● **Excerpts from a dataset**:
++++

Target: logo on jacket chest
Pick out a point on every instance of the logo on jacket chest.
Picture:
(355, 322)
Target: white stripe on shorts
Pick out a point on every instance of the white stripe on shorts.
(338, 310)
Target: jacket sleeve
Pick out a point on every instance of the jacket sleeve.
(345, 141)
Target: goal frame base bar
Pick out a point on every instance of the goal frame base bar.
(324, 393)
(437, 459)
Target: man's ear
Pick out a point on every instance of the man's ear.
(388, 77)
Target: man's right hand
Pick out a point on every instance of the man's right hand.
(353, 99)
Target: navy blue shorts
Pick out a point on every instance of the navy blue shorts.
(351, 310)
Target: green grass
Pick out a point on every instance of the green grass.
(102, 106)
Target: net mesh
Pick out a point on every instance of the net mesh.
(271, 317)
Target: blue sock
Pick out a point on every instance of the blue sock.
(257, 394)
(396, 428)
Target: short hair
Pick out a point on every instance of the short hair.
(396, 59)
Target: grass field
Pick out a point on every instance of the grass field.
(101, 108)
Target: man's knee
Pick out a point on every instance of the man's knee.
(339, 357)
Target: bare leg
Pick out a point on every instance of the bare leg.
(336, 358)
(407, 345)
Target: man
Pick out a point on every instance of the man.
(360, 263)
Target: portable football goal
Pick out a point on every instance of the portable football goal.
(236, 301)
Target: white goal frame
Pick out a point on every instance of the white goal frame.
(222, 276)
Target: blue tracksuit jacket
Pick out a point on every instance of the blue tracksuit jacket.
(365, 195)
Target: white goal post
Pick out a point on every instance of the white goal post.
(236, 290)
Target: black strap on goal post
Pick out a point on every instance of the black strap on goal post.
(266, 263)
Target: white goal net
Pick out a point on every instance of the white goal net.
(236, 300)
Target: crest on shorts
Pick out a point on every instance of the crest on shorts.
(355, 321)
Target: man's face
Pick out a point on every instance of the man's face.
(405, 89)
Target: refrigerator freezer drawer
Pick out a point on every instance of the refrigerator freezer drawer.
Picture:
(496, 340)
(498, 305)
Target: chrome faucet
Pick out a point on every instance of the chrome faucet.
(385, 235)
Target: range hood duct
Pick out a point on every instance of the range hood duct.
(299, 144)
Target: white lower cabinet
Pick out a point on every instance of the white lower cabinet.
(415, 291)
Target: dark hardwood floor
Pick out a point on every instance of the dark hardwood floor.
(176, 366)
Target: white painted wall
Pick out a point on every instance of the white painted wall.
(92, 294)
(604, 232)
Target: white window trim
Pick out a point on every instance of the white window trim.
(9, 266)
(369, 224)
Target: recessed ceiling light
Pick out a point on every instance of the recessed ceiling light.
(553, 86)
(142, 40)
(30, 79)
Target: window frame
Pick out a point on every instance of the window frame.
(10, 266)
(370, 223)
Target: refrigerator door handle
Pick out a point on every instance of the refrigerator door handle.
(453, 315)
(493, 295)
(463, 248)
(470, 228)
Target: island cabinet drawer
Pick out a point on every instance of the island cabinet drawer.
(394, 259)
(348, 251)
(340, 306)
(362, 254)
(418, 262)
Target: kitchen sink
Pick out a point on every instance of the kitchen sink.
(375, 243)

++++

What is needed is every line of the records that contains the word "logo".

● **ANSWER AREA**:
Target: logo on jacket chest
Pick out a point on every instance of the logo on jacket chest.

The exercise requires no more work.